Format the lines below as a numbered list and leave out any blank lines.

+ + + + + + +

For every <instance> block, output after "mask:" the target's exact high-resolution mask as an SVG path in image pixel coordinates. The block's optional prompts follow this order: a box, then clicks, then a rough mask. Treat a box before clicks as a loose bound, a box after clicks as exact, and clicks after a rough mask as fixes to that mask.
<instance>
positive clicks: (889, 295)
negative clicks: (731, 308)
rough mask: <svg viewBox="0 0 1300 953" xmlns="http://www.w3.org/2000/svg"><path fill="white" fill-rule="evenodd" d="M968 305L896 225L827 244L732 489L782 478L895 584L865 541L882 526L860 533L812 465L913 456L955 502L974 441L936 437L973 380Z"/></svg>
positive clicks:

+ + + + + + +

**Response to this exercise:**
1. For every <instance> block, output after "mask:" the target's exact high-resolution mask as an SVG path in image pixel coordinates. The block's optional prompts follow this order: a box, then clicks, then a rough mask. Treat a box before clicks as a loose bound, a box after clicks as exact, and clicks after a rough mask as fixes to that mask.
2. <instance>
3. positive clicks: (889, 295)
4. negative clicks: (731, 308)
5. rough mask: <svg viewBox="0 0 1300 953" xmlns="http://www.w3.org/2000/svg"><path fill="white" fill-rule="evenodd" d="M968 305L896 225L827 244L732 489L782 478L895 584L865 541L882 526L860 533L812 465L913 456L955 502L974 441L936 437L973 380Z"/></svg>
6. positive clicks:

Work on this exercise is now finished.